Dataset excerpts on object pointing:
** START **

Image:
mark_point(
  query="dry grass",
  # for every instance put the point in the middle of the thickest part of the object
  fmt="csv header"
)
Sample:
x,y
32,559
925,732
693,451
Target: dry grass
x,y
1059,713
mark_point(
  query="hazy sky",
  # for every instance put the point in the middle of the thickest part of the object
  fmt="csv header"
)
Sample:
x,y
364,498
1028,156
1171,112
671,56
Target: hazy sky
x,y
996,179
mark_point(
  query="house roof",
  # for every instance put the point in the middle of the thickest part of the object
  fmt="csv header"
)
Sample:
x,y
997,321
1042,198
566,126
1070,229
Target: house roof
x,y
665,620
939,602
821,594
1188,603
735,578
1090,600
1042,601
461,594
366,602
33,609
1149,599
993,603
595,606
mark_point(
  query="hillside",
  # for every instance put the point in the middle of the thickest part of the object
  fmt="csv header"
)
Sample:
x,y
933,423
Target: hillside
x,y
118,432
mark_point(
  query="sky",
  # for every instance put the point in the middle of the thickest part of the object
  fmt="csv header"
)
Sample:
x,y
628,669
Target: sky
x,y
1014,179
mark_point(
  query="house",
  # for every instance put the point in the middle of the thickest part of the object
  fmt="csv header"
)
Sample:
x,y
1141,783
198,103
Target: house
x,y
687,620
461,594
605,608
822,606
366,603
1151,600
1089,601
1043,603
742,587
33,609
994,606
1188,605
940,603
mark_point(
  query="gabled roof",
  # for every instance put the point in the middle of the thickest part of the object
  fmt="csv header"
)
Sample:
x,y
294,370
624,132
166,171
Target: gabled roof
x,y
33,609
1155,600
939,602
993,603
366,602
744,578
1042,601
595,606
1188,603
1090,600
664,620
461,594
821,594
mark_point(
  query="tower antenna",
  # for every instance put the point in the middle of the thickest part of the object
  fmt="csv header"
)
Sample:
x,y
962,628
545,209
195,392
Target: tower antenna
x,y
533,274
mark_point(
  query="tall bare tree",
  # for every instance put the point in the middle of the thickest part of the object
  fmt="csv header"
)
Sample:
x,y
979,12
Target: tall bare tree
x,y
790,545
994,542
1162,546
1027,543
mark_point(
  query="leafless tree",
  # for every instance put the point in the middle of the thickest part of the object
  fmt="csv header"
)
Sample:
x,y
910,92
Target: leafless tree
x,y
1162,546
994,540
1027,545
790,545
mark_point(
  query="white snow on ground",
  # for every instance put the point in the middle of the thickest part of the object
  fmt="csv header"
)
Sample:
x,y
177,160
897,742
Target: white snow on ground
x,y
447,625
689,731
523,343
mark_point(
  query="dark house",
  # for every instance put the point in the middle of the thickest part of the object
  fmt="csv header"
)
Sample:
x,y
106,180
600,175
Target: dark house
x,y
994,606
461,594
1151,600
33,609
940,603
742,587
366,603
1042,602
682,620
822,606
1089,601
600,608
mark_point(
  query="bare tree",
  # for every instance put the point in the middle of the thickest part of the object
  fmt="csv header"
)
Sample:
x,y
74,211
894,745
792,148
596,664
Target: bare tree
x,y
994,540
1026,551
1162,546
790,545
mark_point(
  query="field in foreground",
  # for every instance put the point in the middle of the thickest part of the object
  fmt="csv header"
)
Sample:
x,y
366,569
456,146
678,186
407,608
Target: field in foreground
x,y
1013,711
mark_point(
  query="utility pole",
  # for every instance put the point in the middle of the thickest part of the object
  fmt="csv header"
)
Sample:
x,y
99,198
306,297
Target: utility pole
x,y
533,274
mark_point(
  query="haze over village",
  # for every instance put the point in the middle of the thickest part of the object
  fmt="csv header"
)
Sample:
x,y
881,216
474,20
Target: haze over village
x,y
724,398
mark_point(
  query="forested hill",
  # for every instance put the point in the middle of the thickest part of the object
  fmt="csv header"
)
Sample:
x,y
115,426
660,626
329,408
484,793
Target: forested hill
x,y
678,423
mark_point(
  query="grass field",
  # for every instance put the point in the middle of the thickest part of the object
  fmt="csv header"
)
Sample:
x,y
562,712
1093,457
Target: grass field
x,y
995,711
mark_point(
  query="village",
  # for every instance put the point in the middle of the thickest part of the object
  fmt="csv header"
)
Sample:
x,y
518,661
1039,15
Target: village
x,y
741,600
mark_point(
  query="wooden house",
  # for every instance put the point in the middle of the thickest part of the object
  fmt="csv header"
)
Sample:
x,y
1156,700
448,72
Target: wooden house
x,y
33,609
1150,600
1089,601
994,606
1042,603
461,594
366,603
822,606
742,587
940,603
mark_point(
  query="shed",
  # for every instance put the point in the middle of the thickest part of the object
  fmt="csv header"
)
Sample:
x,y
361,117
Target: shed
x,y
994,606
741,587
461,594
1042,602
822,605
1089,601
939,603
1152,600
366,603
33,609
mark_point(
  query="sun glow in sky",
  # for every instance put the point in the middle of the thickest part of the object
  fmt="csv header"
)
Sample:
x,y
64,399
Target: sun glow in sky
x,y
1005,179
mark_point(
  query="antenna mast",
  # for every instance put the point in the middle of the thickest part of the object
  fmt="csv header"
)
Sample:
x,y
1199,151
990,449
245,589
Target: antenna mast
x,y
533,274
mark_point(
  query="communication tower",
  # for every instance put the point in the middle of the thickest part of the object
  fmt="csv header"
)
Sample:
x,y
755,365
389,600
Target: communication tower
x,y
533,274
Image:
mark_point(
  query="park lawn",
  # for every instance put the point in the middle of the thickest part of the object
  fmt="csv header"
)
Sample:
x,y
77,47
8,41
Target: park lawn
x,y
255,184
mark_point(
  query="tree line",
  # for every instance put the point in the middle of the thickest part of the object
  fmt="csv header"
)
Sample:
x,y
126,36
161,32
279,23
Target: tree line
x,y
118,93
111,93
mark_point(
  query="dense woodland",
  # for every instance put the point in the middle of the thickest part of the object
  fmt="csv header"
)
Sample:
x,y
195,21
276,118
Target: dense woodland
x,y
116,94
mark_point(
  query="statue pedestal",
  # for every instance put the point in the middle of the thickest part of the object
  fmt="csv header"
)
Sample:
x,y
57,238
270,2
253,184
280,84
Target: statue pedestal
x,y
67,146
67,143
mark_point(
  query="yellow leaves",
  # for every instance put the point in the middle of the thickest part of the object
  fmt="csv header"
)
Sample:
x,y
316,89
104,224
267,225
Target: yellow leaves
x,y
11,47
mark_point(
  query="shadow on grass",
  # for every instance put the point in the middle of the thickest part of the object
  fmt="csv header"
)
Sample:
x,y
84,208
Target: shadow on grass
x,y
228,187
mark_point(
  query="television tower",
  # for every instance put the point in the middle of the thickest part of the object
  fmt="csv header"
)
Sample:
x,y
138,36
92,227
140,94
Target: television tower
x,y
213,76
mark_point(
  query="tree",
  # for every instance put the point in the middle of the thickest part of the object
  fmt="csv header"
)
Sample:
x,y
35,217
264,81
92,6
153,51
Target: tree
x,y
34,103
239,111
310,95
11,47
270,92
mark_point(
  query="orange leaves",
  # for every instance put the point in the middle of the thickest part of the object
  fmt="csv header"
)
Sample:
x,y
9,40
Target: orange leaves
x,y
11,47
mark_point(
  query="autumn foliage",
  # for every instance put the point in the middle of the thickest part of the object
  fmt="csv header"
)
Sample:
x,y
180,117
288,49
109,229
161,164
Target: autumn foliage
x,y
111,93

** END **

▶ **DIRECTIVE**
Set every line of the listing down word for word.

▶ **CORRECT RESULT**
Image:
mark_point(
  query="dry grass",
  # for every instance put the point in the middle of the thickest part of the object
  fmt="csv header"
)
Sample:
x,y
32,559
925,732
693,451
Target: dry grass
x,y
1059,713
mark_point(
  query="hazy sky",
  # for every instance put the point in the middle of the thickest part of the object
  fmt="csv header"
)
Sample:
x,y
364,498
1028,156
1171,112
671,56
Target: hazy sky
x,y
996,179
mark_point(
  query="house roof",
  # for every instance put the point in the middle of the thickest part of the object
  fmt="csv header"
)
Sample:
x,y
997,321
1042,198
566,126
1070,229
Target: house roof
x,y
665,620
939,602
821,594
1188,603
735,578
1090,600
1042,601
461,594
366,602
33,609
1149,599
993,603
595,606
mark_point(
  query="hillside",
  # for every instance put the point in the middle of the thickest part of the object
  fmt="csv header"
)
Sample:
x,y
933,423
Target: hillside
x,y
118,432
mark_point(
  query="sky",
  # for every instance put the point in the middle of the thickest part of the object
  fmt="csv header"
)
Sample:
x,y
628,669
Target: sky
x,y
1014,179
mark_point(
  query="house",
  # for every instance put the point in the middle of the thickest part of the object
  fmt="csv header"
)
Sample:
x,y
1141,783
198,103
Target: house
x,y
687,620
461,594
605,608
822,606
366,603
1151,600
1089,601
1043,603
742,587
33,609
994,606
1188,605
940,603
mark_point(
  query="gabled roof",
  # for every instance put the point in the middle of the thickest part of the object
  fmt="csv header"
)
Sample:
x,y
294,370
624,132
166,171
Target: gabled roof
x,y
33,609
1155,600
939,602
993,603
366,602
744,578
1042,601
595,606
1188,603
1090,600
664,620
461,594
821,594
mark_point(
  query="tower antenna",
  # for every instance put the point in the middle of the thickest part of the object
  fmt="csv header"
)
Sample:
x,y
962,628
545,209
195,392
Target: tower antenna
x,y
533,274
mark_point(
  query="tall bare tree",
  # for every instance put the point in the middle of the thickest part of the object
  fmt="csv header"
)
Sample:
x,y
979,12
Target: tall bare tree
x,y
790,545
994,542
1162,546
1027,543
mark_point(
  query="leafless tree",
  # for every instance put the point in the middle of the thickest part of the object
  fmt="csv header"
)
Sample:
x,y
910,92
Target: leafless tree
x,y
1162,546
994,540
1027,545
790,545
mark_point(
  query="white snow on ground",
  # for every instance put the point in the middle of the thickest part of the object
  fmt="csv header"
)
Sample:
x,y
177,160
897,742
Target: white snow on ground
x,y
447,625
689,731
523,343
mark_point(
  query="dark house",
  # for every instance put the point in the middle of the thickest part of the object
  fmt="csv header"
)
Sample:
x,y
106,180
600,175
Target: dark house
x,y
994,606
461,594
1151,600
33,609
940,603
742,587
366,603
1042,602
682,620
822,606
1089,601
600,608
mark_point(
  query="bare tree",
  # for every instance put the point in the middle of the thickest part of the object
  fmt="csv header"
)
Sample:
x,y
74,211
894,745
792,148
596,664
Target: bare tree
x,y
994,540
1026,551
1162,546
790,545
mark_point(
  query="field in foreground",
  # for every instance put the point in the middle of the thickest part of the object
  fmt="csv header"
)
Sample:
x,y
366,569
456,146
678,186
407,608
Target: field in foreground
x,y
1013,711
mark_point(
  query="utility pole",
  # for every instance put the point in the middle of the thickest part of the object
  fmt="csv header"
)
Sample:
x,y
99,198
306,297
Target: utility pole
x,y
533,274
mark_point(
  query="haze over village",
  # for every instance put the point in the middle of the thickest part of the object
  fmt="csv header"
)
Sample:
x,y
881,216
474,20
Target: haze over village
x,y
724,398
mark_point(
  query="forested hill",
  # for every instance put the point in the middle of the thickest part of the object
  fmt="csv header"
)
Sample:
x,y
115,426
660,626
329,408
484,793
Target: forested hill
x,y
678,423
mark_point(
  query="grass field",
  # for every instance put the point in the middle of the thickest part of the object
  fmt="csv header"
)
Sample:
x,y
562,712
1093,457
Target: grass field
x,y
995,711
mark_point(
  query="village",
  # for every instance put the point in the middle of the thickest part of the object
  fmt="csv header"
)
Sample:
x,y
518,661
1039,15
Target: village
x,y
741,600
mark_point(
  query="wooden house",
  # for every instance put the point in the middle of the thickest part of the object
  fmt="csv header"
)
Sample:
x,y
1156,700
448,72
Target: wooden house
x,y
33,609
1150,600
1089,601
994,606
1042,603
461,594
366,603
822,606
742,587
940,603
mark_point(
  query="shed",
  # for every instance put the point in the middle of the thickest part of the object
  fmt="csv header"
)
Sample:
x,y
361,117
Target: shed
x,y
994,606
741,587
461,594
1042,602
822,605
1089,601
939,603
1152,600
366,603
33,609
mark_point(
  query="sun glow in sky",
  # for every instance put the point in the middle of the thickest part of the object
  fmt="csv header"
)
Sample:
x,y
64,399
Target: sun glow in sky
x,y
1005,179
mark_point(
  query="antenna mast",
  # for every instance put the point in the middle of the thickest part of the object
  fmt="csv header"
)
Sample:
x,y
1199,151
990,449
245,589
Target: antenna mast
x,y
533,274
mark_point(
  query="communication tower",
  # for every instance put the point in the middle of the thickest part of the object
  fmt="csv header"
)
Sample:
x,y
755,365
389,600
Target: communication tower
x,y
533,274
Image:
mark_point(
  query="park lawn",
  # for every instance put the point in the middle of the thickest part of the object
  fmt="csv header"
)
Sample:
x,y
77,47
8,41
Target: park lawn
x,y
255,184
mark_point(
  query="tree line",
  # for every instance put the point in the middle of the thickest part of the object
  fmt="csv header"
)
Sample:
x,y
126,36
161,32
279,23
Target: tree line
x,y
118,93
111,93
mark_point(
  query="dense woodland",
  # for every instance put the point in the middle of the thickest part of the object
  fmt="csv header"
)
Sample:
x,y
195,21
276,118
Target: dense woodland
x,y
116,94
mark_point(
  query="statue pedestal",
  # for every instance put the point in the middle of the thickest part of the object
  fmt="csv header"
)
Sample:
x,y
57,238
270,2
253,184
280,84
Target: statue pedestal
x,y
67,146
67,143
mark_point(
  query="yellow leaves",
  # for every instance put the point in the middle of the thickest part of the object
  fmt="csv header"
)
Sample:
x,y
316,89
104,224
267,225
Target: yellow leaves
x,y
11,47
mark_point(
  query="shadow on grass",
  # for every instance put the point in the middle of the thickest part of the object
  fmt="csv header"
)
Sample:
x,y
84,208
Target: shadow on grass
x,y
228,187
mark_point(
  query="television tower",
  # for every instance put the point in the middle of the thickest part of the object
  fmt="csv header"
)
Sample:
x,y
138,36
92,227
140,94
Target: television tower
x,y
213,76
mark_point(
  query="tree",
  # for every instance put the point in the middle of the thickest part of the object
  fmt="csv header"
)
Sample:
x,y
35,217
264,81
92,6
153,51
Target: tree
x,y
34,103
239,111
310,95
11,47
270,92
mark_point(
  query="orange leaves",
  # for every instance put the point in the middle of the thickest part of the object
  fmt="csv header"
)
Sample:
x,y
9,40
Target: orange leaves
x,y
11,47
mark_point(
  query="autumn foliage",
  # for every instance put the point in the middle of the thickest part of the object
  fmt="csv header"
)
Sample:
x,y
180,117
288,49
109,229
161,164
Target: autumn foliage
x,y
111,93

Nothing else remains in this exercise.